§ THINGS TO DO
a) Answer these questions about the Borneo fieldwork passage, one per line:
(i) What kind of discovery does the small crowd of modern scientists with Burton share?
(ii) What structures do male cicadas use to produce their sounds?
(iii) During which expedition was targeted cicada sampling carried out in the 1970s?
b) Can you revise the Borneo fieldwork passage, starting with "Despite the need" and going on through "be found again.", so that "field" becomes "forest"?

Back in his lab at the ROM, Burton will use his findings to help answer questions of evolutionary diversification. He stands among a small crowd of modern scientists who have discovered an entirely new species of mammal.

For entomologists, the setting is equally bountiful. From the treetops male cicadas scream their dusk chorus hoping to attract mates. Their sounds are produced through specialized vibrating plates, stretched over a resonance chamber. Using high-output mercury vapour lights, white sheets, and trap boxes, Chris and Brad coerce these cicadas and geometrid moths to participate in novel research; as our climate warms, species are predicted to ascend mountains. The ROM entomologists and international collaborators are testing whether or not these movements are already taking place in Borneo.

Despite the need for meticulous analysis and identification of insect specimens in the lab, sometimes novel discovery loudly shouts its arrival from the field. And on this trip there's one such find: a particular cicada, alive and well but an unwilling host to caterpillar larvae. The ROM's entomology veterans immediately know they have something unique. Despite targeted cicada sampling in the 1970s Royal Geographic Society expedition, parasitic caterpillars weren't found and have never been reported for Borneo. And they may never be found again.

§ SUPPLIED MATERIAL
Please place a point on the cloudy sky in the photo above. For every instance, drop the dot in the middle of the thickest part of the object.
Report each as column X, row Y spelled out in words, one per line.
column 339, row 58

§ RESPONSES FOR EACH TASK
a)
(i) They have discovered an entirely new species of mammal.
(ii) Specialized vibrating plates, stretched over a resonance chamber.
(iii) The Royal Geographic Society expedition.

b)
Despite the need for meticulous analysis and identification of insect specimens in the lab, sometimes novel discovery loudly shouts its arrival from the forest. And on this trip there's one such find: a particular cicada, alive and well but an unwilling host to caterpillar larvae. The ROM's entomology veterans immediately know they have something unique. Despite targeted cicada sampling in the 1970s Royal Geographic Society expedition, parasitic caterpillars weren't found and have never been reported for Borneo. And they may never be found again.